[Stored rows]
┌────────
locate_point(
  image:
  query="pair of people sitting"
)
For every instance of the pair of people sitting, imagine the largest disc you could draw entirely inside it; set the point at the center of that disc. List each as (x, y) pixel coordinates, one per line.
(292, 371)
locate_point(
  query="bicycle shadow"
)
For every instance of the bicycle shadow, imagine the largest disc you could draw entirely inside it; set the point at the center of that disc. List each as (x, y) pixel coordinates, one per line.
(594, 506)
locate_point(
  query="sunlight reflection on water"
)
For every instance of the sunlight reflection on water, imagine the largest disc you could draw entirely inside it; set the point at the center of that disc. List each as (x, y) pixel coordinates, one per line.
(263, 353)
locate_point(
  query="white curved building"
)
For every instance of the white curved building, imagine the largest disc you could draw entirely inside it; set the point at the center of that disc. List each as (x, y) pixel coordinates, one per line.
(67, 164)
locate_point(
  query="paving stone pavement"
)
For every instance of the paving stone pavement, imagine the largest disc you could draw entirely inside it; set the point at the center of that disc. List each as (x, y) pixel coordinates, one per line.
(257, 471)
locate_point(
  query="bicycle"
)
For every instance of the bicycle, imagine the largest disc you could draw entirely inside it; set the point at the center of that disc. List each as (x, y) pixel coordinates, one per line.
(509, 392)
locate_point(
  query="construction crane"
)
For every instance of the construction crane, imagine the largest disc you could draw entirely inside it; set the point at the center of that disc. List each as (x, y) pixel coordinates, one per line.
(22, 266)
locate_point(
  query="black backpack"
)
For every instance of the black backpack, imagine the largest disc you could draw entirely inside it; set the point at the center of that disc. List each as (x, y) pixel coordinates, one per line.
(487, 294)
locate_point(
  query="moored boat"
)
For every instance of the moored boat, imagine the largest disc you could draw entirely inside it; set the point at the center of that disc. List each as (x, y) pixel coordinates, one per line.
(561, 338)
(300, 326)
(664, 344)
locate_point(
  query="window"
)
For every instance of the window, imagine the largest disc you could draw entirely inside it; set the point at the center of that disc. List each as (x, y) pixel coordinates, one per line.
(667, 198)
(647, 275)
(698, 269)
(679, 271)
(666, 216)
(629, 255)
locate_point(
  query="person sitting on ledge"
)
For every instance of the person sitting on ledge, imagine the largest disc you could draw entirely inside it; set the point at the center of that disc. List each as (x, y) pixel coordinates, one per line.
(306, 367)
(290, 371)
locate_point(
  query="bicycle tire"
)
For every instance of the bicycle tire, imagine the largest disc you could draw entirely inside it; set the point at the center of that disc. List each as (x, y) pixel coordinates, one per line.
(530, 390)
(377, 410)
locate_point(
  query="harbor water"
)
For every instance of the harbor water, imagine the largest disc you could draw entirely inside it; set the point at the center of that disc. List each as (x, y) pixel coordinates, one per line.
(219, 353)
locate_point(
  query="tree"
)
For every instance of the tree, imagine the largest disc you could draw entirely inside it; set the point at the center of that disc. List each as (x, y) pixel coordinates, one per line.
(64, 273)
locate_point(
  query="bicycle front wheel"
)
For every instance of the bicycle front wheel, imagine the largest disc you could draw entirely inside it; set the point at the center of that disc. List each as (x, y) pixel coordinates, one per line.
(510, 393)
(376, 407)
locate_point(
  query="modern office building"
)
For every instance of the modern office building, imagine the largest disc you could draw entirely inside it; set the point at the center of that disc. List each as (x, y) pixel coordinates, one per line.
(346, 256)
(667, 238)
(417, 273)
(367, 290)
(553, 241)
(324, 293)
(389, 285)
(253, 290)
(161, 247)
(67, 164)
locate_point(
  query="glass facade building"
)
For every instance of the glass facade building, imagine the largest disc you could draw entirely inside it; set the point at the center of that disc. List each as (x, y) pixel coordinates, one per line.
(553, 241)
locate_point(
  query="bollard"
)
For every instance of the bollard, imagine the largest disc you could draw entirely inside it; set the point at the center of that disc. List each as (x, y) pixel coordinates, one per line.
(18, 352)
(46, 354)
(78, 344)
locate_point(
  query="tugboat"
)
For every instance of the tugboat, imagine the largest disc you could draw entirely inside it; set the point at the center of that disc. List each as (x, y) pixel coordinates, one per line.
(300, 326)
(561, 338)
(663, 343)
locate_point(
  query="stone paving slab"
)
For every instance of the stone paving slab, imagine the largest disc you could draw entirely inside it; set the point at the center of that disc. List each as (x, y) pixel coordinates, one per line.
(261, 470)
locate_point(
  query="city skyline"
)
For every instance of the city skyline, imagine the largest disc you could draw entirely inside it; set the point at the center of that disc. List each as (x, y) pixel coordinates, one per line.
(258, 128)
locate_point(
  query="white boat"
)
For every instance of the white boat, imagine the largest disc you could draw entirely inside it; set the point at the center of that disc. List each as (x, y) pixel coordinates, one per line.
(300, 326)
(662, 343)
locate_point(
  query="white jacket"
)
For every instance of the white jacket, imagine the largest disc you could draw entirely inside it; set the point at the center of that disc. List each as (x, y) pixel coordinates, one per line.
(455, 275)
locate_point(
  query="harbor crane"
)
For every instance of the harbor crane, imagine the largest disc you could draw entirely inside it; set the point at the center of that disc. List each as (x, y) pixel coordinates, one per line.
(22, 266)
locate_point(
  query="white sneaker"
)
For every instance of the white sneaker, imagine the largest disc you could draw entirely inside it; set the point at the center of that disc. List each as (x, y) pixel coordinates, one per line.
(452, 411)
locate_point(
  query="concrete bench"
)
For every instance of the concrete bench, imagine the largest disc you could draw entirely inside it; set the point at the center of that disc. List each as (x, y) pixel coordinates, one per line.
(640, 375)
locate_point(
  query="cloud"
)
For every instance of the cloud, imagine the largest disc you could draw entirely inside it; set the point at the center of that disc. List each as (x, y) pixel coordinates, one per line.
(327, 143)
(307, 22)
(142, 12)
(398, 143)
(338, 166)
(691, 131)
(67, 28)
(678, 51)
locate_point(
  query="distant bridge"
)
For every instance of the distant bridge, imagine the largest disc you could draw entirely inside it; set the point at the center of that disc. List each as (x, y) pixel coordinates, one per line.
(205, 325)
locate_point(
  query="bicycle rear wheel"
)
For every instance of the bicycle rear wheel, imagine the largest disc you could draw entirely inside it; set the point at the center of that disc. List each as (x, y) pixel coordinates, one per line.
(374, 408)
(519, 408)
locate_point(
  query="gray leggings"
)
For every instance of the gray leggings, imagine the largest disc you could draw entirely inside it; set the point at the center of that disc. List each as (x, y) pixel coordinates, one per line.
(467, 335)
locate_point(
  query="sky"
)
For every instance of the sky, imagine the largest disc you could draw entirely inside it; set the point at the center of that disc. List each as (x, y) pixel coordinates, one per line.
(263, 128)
└────────
Count the lines in the rows above that contain the string "wheel", and give only that number.

Exercise solution -
4